▶ _TASK BRIEF_
Edit the module discussion. Start at the words "I know, the" and stop after "02:28, 14 June 2018 (UTC)", replacing every "QID" with "Wikidata ID".

▶ _EXTRACT TO READ_
>>>

I know, the simple answer is "So make the item."
{{Infobox video game}} on use at The Sinking City is not displaying the locally defined value for image=. Currently the article has no WD item linked. Substituting a random QID for testing, the image will then appear. Looks like something isn't gracefully failing when there is no QID. -- ferret (talk) 02:28, 14 June 2018 (UTC)
- I believe this is now fixed. {{3x|p}}ery (talk) 02:38, 14 June 2018 (UTC)
- Confirmed, is fixed, thanks. -- ferret (talk) 02:40, 14 June 2018 (UTC)
Utility functions
One of the important consequences of developing ways of importing Wikidata into other Wikimedia projects is that work done in one project can be put to use int other projects. This module is used on 40 other projects at present, including Commons. The utility functions such as emptyor, getLang, formatNumber, examine, etc. will find use in debugging, constructing infoboxes, or developing functionality. Several of those could be moved into one or more different modules, but that simply means that any other project that wants to use them will end up importing multiple modules for no gain. Keeping all of the utility functions with the main module also means that if I'm asked to debug code on another project, I can be reasonably sure that I have these tools available, even if I can't read the language there.
I therefore disagree with Pppery removing utility functions with no other justification than Remove unused (outside of doc page examples) function that has nothing to do with Wikidata. I use them quite often simply in preview mode just to check or debug something, so their absence from saved pages does not correlate with their usefulness. Frankly, I also don't accept the premise that only functions that are directly related to Wikidata belong in this module. It was created to implement mechanisms for including Wikidata in infoboxes. Functions like emptyor that are useful in constructing infoboxes belong in the module, even if they don't connect directly to Wikidata. Similarly, the ability to see how a number ought to be formatted in a given language, or checking the current content language code or name, becomes valuable in any multi-lingual wiki, even if it seems superfluous on enwiki. Leaving them in place, like the code that detects which project the module is on, allows one set of code to be used across multiple projects (with local internationalisation, of course).
If there were any evidence that shortening modules by removing functionality improves performance, I'd reconsider the goal of keeping one set of code across projects. But for the present, I think that better reasons need to be given for removing functionality. --RexxS (talk) 01:18, 15 June 2018 (UTC)

<<<

▶ _RECORD EXCERPTS_
>>>

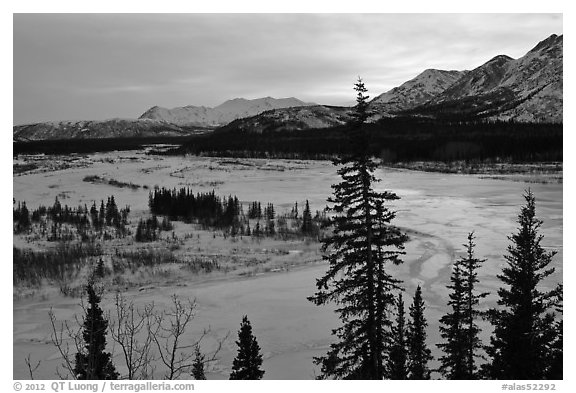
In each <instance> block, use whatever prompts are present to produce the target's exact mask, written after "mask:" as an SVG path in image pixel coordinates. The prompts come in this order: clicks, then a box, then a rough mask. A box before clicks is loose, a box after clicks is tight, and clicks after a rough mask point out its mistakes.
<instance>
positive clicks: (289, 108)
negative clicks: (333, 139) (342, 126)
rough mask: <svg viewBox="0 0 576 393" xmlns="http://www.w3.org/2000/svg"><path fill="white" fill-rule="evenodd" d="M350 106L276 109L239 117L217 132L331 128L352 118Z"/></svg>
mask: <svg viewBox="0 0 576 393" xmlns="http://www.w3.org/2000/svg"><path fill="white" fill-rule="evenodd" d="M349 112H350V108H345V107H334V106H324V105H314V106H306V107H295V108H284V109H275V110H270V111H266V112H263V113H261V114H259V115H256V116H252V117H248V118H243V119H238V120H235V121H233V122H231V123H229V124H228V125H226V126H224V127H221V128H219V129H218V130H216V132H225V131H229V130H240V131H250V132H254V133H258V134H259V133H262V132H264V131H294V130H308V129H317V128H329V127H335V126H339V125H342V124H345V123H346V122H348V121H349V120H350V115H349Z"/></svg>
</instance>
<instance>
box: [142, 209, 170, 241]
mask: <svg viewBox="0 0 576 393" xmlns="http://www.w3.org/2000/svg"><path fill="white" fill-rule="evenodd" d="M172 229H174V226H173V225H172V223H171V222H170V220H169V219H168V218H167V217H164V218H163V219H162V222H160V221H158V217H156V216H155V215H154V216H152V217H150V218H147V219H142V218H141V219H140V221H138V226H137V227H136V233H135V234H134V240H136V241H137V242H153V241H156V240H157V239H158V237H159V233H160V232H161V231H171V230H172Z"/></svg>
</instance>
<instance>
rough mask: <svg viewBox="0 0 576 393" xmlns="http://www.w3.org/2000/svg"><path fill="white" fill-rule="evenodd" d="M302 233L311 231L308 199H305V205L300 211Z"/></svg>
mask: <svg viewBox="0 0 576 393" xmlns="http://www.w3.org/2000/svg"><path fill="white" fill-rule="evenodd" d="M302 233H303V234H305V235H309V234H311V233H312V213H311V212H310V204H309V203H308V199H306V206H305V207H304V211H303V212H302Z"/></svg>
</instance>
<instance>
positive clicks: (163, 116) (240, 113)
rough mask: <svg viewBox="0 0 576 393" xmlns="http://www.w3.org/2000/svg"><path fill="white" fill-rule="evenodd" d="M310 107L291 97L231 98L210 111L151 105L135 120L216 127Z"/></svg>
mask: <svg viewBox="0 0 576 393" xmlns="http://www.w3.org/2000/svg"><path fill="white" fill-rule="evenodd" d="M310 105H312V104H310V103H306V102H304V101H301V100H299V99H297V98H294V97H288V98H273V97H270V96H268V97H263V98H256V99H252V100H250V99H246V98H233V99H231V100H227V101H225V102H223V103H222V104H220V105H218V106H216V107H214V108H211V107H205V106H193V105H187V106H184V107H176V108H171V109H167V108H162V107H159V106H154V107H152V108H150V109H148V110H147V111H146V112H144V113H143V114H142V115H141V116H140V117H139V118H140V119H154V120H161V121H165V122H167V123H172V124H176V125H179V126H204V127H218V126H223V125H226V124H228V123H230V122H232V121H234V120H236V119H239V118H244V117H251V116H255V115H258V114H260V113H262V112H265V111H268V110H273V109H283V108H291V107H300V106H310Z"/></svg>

<<<
>>>

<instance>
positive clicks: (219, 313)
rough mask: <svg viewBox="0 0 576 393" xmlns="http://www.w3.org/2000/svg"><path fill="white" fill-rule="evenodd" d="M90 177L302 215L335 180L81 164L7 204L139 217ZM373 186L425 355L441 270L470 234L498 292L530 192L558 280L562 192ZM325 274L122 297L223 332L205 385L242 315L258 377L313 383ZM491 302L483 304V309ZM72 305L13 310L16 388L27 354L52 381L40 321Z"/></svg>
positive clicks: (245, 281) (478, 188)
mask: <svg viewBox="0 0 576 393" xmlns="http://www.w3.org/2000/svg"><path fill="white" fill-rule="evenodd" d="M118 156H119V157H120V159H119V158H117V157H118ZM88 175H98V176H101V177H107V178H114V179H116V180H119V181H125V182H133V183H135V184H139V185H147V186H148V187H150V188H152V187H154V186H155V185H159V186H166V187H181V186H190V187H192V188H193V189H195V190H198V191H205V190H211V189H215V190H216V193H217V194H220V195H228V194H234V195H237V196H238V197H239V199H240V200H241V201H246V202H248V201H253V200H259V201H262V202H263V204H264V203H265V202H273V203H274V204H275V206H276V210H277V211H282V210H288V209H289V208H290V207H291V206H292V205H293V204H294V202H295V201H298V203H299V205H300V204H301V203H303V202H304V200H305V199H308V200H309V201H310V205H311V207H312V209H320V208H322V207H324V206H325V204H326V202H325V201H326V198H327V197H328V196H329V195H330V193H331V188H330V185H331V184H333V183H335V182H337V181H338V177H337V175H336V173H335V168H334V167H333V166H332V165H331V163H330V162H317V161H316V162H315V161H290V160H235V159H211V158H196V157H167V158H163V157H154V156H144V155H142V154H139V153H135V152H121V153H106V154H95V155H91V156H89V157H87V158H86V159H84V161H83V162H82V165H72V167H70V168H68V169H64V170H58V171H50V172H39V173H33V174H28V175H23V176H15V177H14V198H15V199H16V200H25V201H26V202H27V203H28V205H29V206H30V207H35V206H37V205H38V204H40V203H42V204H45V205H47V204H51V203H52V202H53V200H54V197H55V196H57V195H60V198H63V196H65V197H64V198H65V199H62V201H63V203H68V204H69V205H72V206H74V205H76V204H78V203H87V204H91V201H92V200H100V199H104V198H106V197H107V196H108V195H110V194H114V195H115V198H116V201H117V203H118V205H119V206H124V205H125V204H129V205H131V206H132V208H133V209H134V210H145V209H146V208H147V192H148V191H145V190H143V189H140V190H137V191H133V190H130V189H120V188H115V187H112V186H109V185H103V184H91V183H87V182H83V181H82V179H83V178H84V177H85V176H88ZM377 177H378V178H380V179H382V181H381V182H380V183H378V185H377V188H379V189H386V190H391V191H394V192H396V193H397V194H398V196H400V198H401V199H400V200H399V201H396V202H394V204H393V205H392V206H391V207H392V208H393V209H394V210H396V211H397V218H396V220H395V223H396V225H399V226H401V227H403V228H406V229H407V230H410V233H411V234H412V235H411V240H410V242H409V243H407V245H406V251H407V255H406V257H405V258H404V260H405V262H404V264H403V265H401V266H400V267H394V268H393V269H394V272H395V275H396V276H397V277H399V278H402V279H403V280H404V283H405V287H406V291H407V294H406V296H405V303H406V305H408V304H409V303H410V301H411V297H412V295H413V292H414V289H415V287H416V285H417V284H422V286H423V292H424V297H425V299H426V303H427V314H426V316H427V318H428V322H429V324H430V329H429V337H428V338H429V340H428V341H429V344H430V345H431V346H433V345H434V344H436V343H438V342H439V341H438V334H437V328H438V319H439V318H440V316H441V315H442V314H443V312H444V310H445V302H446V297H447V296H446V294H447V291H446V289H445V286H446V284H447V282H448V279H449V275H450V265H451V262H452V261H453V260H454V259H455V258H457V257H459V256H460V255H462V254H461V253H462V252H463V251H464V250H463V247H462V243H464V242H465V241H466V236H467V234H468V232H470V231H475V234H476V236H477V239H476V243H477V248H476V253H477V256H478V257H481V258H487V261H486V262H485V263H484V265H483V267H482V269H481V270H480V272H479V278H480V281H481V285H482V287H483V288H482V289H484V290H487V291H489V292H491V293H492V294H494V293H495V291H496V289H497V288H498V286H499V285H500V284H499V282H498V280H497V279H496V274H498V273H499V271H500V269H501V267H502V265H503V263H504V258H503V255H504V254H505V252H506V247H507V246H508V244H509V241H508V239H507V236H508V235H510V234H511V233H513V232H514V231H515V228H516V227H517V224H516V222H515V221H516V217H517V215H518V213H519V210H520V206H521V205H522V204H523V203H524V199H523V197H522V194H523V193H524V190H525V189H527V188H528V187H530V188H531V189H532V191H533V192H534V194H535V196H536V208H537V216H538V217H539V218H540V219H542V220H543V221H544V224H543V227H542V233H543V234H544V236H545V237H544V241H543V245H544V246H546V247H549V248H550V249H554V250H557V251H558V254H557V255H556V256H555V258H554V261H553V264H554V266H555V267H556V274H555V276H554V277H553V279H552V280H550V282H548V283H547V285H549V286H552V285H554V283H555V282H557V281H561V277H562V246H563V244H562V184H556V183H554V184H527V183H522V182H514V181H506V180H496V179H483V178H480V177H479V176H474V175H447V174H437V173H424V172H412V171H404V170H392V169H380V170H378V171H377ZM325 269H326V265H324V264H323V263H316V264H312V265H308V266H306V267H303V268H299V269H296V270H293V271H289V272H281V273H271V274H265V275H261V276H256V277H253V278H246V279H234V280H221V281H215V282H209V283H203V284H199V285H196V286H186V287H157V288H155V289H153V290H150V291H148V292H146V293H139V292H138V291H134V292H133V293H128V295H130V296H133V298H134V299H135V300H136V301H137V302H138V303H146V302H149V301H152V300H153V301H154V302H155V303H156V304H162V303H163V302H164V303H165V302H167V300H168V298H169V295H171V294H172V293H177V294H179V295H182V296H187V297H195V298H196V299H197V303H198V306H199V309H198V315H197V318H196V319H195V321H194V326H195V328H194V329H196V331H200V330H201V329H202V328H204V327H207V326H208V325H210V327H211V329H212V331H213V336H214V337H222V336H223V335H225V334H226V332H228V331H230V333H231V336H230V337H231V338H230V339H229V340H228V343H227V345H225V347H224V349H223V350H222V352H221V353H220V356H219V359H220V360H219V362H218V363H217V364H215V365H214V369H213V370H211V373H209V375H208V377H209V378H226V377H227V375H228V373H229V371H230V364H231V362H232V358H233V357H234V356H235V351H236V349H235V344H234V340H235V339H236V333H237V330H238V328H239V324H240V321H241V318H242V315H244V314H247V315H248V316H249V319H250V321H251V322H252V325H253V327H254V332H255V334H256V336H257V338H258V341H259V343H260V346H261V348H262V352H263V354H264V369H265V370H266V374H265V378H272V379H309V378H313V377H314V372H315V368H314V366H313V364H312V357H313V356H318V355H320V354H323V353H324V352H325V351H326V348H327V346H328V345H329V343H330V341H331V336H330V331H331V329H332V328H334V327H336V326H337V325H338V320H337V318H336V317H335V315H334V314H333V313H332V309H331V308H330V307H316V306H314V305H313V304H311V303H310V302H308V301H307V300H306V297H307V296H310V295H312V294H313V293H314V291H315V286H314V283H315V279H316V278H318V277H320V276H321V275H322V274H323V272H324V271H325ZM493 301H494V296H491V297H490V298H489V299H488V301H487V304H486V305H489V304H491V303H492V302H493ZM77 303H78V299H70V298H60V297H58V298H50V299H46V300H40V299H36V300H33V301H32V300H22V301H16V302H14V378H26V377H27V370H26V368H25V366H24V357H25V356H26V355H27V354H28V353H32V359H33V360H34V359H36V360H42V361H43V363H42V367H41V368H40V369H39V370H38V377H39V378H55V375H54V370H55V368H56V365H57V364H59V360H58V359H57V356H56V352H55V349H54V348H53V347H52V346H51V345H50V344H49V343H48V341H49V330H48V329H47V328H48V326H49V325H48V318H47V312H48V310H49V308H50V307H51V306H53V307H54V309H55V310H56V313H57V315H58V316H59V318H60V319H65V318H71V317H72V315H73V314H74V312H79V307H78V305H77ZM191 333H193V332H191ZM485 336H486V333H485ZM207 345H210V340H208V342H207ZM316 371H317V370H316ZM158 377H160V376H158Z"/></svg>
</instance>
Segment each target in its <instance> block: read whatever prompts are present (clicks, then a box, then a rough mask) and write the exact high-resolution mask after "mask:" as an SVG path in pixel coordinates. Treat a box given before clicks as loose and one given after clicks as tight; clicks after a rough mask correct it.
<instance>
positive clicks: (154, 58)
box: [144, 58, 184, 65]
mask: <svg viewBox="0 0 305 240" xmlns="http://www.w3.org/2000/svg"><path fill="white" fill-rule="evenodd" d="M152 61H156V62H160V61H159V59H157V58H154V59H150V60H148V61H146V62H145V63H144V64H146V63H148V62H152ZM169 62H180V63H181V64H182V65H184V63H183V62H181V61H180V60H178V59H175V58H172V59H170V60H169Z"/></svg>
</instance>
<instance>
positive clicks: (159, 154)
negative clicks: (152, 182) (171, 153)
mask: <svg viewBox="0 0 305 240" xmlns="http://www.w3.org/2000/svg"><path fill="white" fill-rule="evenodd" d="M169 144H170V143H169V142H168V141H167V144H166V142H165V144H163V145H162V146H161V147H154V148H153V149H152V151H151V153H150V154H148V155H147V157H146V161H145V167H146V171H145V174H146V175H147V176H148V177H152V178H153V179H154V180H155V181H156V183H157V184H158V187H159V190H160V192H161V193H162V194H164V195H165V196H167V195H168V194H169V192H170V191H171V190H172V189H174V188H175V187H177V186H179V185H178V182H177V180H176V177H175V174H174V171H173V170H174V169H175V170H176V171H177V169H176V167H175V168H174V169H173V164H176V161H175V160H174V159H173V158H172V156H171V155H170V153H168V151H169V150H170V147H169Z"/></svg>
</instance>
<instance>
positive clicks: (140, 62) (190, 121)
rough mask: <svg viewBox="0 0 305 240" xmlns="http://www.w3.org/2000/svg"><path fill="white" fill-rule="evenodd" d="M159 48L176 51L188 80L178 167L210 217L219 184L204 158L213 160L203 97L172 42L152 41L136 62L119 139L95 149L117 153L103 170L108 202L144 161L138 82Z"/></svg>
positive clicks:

<<<

▶ _EXERCISE ANSWER_
I know, the simple answer is "So make the item."
{{Infobox video game}} on use at The Sinking City is not displaying the locally defined value for image=. Currently the article has no WD item linked. Substituting a random Wikidata ID for testing, the image will then appear. Looks like something isn't gracefully failing when there is no Wikidata ID. -- ferret (talk) 02:28, 14 June 2018 (UTC)